Repeat exactly the lines from the line containing "Crossing-audit request: pin the cap" to the last line of the listing, including both.
_ _ _ _
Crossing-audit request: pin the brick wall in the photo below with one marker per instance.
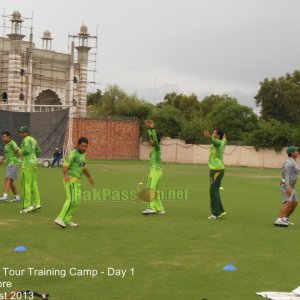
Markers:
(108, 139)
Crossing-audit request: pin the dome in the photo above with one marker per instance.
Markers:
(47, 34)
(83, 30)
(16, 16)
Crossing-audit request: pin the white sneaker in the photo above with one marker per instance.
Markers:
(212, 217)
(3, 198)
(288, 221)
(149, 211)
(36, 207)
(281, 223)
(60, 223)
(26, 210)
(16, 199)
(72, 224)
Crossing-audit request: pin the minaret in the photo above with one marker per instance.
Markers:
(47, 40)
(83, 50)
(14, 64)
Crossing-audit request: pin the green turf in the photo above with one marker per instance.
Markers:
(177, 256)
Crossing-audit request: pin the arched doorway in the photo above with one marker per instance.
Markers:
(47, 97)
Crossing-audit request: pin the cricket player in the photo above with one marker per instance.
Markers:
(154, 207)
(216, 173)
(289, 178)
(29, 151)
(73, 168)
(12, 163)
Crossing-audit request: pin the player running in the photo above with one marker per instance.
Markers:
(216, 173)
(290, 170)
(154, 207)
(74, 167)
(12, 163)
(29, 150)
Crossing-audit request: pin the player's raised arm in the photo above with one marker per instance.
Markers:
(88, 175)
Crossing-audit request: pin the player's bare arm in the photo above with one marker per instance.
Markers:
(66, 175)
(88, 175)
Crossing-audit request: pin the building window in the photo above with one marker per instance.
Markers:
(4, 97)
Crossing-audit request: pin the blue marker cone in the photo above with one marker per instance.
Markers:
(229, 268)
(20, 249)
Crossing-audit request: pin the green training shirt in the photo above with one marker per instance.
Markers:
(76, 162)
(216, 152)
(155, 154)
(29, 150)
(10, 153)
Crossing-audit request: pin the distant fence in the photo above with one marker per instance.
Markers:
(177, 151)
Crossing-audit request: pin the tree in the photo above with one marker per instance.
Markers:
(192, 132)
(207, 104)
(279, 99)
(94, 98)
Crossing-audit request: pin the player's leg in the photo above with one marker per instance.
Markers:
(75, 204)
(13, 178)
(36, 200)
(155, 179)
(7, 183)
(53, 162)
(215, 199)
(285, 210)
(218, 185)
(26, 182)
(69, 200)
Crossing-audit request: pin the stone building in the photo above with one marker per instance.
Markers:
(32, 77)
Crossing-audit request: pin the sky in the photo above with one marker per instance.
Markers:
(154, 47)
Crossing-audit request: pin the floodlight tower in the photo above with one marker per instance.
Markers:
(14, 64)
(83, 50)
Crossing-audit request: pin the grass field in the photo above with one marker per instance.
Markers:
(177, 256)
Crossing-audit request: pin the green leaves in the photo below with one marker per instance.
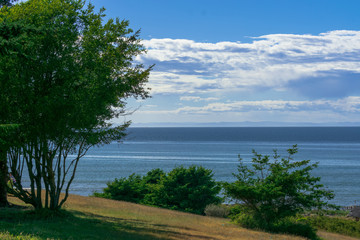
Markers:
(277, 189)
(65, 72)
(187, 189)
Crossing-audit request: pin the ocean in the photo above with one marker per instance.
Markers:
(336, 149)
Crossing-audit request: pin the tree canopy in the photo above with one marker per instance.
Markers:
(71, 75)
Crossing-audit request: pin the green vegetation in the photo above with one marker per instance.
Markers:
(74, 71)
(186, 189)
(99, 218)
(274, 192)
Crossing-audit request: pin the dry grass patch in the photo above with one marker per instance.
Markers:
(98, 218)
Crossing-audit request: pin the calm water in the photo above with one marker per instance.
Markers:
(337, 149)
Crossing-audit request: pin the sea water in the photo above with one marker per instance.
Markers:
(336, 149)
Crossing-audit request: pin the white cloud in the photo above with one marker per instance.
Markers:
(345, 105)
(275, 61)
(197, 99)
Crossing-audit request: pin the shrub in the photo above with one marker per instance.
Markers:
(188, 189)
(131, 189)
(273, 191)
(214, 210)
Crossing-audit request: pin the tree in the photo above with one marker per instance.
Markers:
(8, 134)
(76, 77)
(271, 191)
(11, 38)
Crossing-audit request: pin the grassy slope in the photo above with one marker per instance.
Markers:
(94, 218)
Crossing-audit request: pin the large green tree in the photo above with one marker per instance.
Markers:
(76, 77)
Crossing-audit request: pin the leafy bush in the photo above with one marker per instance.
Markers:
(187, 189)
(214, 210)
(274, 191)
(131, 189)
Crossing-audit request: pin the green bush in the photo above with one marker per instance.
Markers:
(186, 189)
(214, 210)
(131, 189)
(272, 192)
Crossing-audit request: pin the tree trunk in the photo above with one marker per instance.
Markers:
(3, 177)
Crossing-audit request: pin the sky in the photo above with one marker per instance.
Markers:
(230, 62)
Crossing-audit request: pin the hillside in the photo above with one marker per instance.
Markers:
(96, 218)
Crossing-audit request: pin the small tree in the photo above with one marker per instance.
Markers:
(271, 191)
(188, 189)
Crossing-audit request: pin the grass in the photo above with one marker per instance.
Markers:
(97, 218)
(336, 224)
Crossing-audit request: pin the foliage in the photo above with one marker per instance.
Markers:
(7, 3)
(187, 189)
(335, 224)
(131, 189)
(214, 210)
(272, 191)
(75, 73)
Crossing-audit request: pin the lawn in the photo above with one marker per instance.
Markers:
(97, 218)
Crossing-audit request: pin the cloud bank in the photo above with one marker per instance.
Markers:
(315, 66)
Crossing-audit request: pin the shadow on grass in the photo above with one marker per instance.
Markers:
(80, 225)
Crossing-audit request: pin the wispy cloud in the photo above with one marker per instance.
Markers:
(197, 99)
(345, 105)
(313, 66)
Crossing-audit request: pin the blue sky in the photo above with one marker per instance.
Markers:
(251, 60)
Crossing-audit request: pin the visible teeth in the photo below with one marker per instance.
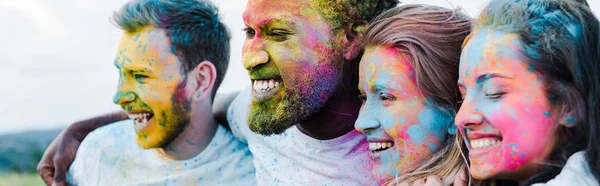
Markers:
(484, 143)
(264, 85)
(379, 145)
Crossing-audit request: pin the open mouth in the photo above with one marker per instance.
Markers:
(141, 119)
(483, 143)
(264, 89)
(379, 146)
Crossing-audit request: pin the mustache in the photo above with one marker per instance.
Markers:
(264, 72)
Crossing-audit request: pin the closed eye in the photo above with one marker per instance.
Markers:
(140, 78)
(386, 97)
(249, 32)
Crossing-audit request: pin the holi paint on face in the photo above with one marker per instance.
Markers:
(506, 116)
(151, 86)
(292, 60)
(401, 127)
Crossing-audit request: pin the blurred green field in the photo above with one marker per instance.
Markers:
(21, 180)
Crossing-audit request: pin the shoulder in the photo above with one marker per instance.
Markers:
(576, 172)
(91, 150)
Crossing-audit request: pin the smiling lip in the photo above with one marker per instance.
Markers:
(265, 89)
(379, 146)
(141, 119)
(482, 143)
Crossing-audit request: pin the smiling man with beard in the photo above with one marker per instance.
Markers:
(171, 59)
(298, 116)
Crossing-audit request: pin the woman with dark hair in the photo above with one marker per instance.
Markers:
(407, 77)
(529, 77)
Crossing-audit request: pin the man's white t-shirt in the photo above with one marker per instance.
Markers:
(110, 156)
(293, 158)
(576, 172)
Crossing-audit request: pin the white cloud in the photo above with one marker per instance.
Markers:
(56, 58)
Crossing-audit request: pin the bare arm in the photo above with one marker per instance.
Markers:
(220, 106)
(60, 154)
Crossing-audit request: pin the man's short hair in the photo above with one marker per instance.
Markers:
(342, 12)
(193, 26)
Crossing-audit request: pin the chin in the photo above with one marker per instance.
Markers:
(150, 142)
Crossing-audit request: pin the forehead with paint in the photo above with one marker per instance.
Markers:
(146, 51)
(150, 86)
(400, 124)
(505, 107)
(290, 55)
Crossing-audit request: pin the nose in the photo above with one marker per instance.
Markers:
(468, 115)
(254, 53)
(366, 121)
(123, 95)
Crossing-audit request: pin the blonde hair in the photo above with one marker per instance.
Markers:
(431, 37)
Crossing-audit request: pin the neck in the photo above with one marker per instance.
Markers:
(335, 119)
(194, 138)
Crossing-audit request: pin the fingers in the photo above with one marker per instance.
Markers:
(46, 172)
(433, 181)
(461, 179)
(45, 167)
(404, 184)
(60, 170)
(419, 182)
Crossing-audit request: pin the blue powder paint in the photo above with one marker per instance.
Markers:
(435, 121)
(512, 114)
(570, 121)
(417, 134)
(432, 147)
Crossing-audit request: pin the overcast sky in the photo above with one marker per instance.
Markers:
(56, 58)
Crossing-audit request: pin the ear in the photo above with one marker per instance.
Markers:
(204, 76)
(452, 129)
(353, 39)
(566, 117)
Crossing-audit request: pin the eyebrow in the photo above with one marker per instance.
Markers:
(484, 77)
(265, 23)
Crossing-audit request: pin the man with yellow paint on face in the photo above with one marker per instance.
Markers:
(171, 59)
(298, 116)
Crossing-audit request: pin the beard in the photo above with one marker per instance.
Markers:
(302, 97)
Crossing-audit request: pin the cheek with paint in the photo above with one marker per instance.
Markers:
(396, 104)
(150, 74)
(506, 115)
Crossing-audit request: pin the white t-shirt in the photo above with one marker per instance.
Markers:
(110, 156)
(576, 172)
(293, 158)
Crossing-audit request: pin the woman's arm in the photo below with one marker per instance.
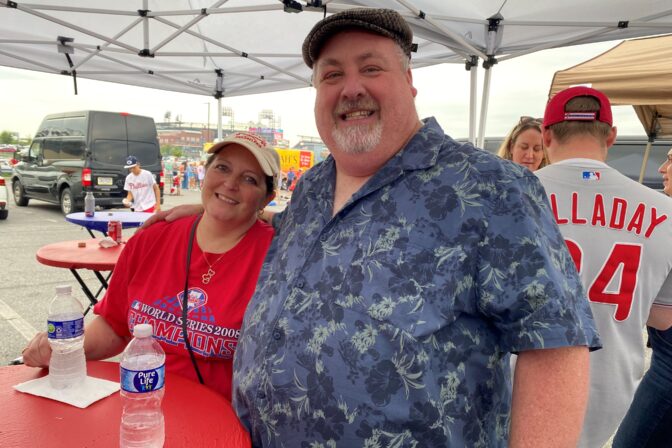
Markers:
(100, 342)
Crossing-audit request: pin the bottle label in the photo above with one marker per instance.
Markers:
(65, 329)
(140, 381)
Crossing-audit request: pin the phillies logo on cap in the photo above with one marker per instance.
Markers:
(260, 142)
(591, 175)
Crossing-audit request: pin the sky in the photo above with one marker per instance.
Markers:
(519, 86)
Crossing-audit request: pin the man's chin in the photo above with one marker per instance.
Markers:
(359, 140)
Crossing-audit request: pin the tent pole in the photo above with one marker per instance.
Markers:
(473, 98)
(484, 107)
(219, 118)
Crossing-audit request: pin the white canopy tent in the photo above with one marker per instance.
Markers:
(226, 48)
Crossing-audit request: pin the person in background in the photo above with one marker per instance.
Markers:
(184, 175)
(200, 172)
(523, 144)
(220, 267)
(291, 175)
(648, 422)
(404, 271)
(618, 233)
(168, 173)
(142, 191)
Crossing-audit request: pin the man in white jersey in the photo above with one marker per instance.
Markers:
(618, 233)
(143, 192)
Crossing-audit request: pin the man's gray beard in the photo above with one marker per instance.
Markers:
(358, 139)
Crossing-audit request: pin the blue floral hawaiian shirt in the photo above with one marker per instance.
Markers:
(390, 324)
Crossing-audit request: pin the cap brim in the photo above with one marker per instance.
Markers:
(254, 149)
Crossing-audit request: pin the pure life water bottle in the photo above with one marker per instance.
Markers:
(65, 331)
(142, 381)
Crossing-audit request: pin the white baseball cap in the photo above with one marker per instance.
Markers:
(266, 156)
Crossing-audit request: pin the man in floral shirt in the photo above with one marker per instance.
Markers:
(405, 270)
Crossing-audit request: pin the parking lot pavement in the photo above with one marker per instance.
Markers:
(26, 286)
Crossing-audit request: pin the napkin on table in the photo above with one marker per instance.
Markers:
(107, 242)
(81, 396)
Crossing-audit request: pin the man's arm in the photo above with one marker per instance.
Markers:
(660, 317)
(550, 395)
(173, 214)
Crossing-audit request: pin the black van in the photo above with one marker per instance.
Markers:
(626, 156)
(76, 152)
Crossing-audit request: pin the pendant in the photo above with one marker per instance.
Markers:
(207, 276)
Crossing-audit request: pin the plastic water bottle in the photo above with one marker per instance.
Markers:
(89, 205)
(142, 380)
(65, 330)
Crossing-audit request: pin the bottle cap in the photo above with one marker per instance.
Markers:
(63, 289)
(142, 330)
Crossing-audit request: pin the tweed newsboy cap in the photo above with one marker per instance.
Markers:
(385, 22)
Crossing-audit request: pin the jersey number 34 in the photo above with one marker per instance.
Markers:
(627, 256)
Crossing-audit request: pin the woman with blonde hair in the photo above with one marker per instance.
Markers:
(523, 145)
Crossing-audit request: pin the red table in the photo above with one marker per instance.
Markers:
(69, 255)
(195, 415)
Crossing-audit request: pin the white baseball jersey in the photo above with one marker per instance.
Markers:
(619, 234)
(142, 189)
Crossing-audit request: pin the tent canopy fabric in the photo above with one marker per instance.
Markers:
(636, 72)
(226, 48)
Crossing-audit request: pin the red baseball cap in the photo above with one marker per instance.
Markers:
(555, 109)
_ _ _ _
EXPECTED OUTPUT =
Crossing-audit request: pin the cap brim in the photo above with one marker per instance.
Markers:
(254, 149)
Crossing-audit request: pin the pure life water bottle in the photo above with one marker per instance.
Markers:
(65, 331)
(142, 381)
Crossing-audit request: pin the white baseball cap in the photo above with one marker per instance.
Markers:
(266, 156)
Crossing-audit request: pin the man in floral shirt in the photo above with one marker per instance.
Markers:
(405, 270)
Crossing-audit request: pin the parking lot pavement in the photo above with one marker per instance.
Markers:
(26, 286)
Crossing-audit request: pin the napkin on table in the photo above with one marker per instance.
Markers:
(107, 242)
(81, 396)
Crossing-audit request: pin the man's arm in the photo above with one marker per instance.
Markers:
(660, 317)
(550, 395)
(173, 214)
Crossing-audit request: pin the black van in the photo above with one marker per instance.
Markers:
(626, 156)
(76, 152)
Crossing-audit request: pin the pendant in the photo above with one marker per instance.
Markers:
(207, 276)
Crossing-audit request: pin the plastic water bottle in the photo above with one marker per instance.
Markers:
(89, 205)
(142, 380)
(65, 330)
Crossing-audit request: pin the bottle cap in the photo above with one marker per instance.
Markers:
(63, 289)
(142, 330)
Crossing-audit request: pin the tweed newsboy cap in the photo above with one marker per instance.
Markers:
(385, 22)
Crossing-audit request: pin the jersey number 34 in the photo above with one marker per instance.
Markers:
(627, 256)
Crossing-audit request: pin the woman with blonde hair in the photo above with one marker per instance.
Markers:
(523, 145)
Crossing-audit request: pin the red table in the photo above with one marker per instance.
Markers:
(69, 255)
(195, 415)
Crossing-audit request: pin the white baseball jersey in the photo above with one marker per instance.
Markers:
(619, 234)
(142, 189)
Crossing-audit request: pin the tent canopy fabric in the photo above with one marker per instance.
Markers:
(636, 72)
(226, 48)
Crossing-audit request: pin the red baseball cap in the photo above with one marker per instance.
Markers:
(555, 109)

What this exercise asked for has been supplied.